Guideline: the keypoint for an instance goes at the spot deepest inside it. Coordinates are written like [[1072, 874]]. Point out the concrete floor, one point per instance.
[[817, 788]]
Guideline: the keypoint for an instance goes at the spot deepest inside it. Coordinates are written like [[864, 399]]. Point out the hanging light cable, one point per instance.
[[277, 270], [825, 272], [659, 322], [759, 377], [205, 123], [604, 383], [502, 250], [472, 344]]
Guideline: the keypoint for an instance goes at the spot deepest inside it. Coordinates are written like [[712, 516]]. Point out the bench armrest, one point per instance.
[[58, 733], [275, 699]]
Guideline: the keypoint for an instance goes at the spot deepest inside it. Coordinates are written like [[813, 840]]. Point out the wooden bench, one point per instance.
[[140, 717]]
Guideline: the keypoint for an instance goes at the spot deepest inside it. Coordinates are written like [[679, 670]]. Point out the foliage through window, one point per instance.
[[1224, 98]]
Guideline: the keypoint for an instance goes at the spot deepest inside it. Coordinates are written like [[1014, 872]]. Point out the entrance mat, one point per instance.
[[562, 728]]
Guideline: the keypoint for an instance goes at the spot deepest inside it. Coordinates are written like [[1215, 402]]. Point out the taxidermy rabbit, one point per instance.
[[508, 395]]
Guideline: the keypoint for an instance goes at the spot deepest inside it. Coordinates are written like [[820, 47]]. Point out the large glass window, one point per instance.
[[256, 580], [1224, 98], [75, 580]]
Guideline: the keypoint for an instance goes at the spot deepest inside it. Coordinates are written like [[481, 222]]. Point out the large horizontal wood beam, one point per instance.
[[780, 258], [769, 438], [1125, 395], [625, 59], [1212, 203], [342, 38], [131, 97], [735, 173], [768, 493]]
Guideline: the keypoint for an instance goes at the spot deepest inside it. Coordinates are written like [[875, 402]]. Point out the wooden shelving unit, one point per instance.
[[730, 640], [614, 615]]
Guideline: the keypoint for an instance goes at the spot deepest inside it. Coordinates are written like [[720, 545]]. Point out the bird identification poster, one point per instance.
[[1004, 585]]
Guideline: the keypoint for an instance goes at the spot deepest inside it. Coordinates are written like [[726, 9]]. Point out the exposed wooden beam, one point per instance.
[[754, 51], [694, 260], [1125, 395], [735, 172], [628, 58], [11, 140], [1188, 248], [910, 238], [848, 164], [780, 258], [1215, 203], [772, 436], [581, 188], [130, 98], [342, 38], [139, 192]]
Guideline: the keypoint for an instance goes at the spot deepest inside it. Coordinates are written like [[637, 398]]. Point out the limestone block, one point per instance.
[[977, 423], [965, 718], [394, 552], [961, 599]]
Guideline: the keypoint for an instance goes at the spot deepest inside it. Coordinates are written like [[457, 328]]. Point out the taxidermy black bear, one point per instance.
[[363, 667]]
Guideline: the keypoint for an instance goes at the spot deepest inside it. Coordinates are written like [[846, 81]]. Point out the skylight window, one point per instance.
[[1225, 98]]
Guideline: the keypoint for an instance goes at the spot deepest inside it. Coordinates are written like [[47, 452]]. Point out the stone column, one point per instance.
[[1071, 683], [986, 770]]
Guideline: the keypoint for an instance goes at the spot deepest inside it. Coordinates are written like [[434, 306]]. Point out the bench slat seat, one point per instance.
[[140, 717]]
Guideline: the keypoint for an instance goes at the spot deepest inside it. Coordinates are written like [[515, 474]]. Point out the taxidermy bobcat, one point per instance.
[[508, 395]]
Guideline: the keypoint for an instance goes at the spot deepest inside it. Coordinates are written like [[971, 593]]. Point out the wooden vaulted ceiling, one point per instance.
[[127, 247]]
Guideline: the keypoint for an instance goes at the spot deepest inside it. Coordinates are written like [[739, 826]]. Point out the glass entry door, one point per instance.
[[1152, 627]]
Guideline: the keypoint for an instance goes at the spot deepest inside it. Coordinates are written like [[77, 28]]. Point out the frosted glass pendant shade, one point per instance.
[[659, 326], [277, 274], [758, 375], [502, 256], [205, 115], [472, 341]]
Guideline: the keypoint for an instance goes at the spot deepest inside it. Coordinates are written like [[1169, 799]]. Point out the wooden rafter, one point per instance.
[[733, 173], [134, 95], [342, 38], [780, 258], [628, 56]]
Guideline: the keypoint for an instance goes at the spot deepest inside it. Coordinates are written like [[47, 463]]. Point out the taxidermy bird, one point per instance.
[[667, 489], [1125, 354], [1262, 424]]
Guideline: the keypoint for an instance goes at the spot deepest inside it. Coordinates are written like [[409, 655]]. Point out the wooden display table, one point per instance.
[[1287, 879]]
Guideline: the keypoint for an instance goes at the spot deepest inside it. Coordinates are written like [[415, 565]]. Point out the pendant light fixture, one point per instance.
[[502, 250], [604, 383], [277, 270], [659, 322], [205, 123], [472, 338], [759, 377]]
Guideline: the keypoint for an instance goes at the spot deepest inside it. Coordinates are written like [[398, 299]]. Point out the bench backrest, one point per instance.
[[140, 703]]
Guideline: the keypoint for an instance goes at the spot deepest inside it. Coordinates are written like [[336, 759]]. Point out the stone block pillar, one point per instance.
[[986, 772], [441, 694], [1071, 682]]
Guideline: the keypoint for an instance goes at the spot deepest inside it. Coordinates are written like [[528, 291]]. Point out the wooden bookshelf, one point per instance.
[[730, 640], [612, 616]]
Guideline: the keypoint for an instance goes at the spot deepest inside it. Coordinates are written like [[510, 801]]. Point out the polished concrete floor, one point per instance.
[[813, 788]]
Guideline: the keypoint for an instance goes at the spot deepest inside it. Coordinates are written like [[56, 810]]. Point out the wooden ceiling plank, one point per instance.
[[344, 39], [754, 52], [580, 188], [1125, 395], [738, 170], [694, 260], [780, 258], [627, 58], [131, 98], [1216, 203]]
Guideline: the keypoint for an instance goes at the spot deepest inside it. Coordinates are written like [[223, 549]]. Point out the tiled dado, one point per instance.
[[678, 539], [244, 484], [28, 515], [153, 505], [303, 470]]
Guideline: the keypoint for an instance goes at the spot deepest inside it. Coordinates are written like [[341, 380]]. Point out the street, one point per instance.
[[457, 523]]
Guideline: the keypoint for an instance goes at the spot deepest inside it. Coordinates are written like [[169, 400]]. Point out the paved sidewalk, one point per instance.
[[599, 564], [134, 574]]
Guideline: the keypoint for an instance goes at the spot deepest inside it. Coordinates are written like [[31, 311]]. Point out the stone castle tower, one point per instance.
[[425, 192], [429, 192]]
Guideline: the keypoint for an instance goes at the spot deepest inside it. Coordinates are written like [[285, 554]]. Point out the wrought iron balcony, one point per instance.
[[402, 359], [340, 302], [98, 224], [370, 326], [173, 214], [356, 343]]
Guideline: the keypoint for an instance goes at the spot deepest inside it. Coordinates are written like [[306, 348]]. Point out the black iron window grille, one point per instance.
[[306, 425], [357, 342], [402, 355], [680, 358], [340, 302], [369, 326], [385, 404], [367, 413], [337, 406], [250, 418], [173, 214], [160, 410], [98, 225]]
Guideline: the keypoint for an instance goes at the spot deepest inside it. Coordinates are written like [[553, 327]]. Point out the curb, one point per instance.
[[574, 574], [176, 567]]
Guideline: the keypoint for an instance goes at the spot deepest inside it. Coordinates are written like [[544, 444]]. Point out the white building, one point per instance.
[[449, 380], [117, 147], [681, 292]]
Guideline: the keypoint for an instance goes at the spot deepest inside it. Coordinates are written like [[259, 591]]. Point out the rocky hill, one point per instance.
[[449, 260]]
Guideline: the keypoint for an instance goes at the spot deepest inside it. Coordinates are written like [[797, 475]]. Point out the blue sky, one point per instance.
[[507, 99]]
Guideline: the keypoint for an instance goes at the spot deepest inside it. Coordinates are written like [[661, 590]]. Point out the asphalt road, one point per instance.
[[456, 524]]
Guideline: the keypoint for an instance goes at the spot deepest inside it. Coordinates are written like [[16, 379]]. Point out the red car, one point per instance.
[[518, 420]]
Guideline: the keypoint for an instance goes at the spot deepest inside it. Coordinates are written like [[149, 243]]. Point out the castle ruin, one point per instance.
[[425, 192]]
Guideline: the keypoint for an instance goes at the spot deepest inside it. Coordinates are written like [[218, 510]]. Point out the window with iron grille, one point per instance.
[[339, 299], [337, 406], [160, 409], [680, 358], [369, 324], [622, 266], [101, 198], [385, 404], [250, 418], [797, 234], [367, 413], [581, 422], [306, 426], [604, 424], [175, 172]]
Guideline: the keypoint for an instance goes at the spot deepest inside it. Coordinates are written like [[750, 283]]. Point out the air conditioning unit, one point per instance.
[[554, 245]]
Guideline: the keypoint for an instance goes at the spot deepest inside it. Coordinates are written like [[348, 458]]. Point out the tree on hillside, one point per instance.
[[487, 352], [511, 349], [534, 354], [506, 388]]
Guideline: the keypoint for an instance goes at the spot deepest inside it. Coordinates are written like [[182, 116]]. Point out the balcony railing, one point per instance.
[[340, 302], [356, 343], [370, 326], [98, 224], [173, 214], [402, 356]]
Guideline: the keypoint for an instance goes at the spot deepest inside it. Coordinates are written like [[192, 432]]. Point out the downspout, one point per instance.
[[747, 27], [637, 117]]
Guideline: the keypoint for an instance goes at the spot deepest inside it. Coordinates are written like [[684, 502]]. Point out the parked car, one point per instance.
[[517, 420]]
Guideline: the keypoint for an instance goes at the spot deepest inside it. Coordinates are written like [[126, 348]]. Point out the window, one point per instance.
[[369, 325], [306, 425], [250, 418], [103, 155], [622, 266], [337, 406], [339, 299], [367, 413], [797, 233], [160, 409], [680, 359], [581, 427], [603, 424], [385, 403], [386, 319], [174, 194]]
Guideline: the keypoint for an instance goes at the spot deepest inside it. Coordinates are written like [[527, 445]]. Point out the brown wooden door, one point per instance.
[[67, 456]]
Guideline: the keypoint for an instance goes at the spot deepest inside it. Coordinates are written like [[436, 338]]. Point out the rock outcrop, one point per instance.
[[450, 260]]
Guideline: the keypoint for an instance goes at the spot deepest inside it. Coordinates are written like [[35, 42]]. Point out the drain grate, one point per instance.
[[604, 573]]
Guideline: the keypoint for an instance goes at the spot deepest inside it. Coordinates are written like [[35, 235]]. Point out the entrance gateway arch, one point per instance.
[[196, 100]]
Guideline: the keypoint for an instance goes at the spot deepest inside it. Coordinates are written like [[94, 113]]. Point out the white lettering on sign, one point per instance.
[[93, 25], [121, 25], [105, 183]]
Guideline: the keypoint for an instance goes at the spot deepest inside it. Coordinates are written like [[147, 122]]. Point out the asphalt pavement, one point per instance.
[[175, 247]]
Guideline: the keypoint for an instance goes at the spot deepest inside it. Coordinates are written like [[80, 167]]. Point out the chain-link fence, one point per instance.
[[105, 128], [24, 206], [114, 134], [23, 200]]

### Task instructions
Replace "keypoint" with "marker" in the listing, starting with the line containing "dado, one point per instance." and going on through the line containing "[[425, 192], [429, 192]]", and give only those lines with nothing else changed.

### Expected output
Guideline: the marker for an instance goes at the spot deepest inside it. Coordinates are written like [[223, 549]]. Point out the tiled dado, one point per instance.
[[678, 539], [244, 484], [28, 515], [153, 505], [303, 470]]
Guideline: the marker for an instance goes at the spot deepest inside it. Coordinates are written like [[341, 380]]. Point out the street, one point per instance.
[[457, 523]]
Guideline: the marker for an instance goes at the spot deepest inside it. Coordinates are written like [[169, 400]]. Point out the paved sidewalk, one point per instance.
[[599, 564], [134, 574]]
Guideline: the marker for an instance goes at the spot deepest inside it. Coordinates are written like [[31, 311]]. Point out the stone castle tower, one point per instance.
[[425, 192], [429, 192]]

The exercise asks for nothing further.